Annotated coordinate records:

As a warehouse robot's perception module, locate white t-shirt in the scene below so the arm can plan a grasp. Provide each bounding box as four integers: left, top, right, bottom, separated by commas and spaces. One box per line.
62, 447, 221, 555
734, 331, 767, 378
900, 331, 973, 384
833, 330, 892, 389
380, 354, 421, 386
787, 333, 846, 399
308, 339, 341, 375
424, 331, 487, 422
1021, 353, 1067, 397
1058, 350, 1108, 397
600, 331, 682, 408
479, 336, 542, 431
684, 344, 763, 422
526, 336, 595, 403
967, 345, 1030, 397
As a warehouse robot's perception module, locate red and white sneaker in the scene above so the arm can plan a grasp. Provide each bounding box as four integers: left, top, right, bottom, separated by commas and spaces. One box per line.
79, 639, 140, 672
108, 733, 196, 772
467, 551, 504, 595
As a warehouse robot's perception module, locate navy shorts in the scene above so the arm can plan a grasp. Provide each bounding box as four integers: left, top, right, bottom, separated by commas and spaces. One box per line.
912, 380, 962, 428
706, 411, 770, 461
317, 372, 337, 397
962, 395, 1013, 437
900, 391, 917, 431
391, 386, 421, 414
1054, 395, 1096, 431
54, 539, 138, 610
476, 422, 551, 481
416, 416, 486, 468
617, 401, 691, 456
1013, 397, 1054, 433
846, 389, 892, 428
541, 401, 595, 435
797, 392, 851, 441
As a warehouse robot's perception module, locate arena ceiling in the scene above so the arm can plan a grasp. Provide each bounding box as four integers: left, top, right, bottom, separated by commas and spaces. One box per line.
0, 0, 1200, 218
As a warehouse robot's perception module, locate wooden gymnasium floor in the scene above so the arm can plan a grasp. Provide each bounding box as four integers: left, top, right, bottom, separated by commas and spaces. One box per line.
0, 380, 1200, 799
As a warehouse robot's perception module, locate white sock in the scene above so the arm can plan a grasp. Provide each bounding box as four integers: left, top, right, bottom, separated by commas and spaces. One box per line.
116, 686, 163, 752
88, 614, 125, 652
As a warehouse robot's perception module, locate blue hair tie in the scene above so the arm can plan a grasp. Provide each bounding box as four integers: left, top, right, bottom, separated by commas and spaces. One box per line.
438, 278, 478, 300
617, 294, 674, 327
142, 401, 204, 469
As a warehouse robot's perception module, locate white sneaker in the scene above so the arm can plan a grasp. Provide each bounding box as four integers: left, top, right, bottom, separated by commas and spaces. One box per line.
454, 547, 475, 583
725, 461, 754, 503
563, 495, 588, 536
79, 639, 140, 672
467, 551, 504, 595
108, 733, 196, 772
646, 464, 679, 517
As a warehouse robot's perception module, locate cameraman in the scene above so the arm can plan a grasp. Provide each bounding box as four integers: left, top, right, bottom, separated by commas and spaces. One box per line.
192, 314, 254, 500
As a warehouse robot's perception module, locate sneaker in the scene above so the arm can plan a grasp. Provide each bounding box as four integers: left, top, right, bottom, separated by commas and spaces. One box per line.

▶ _Given exercise_
Extract each line of the records above that contains the word "ceiling".

▶ _Answer to this task_
As a warehouse robot's perception module, locate arena ceiling in the scene above so the arm can plan a grasp. Provide each bounding box as four integers: left, top, right, bottom, separated by commas and spaces. One box per line.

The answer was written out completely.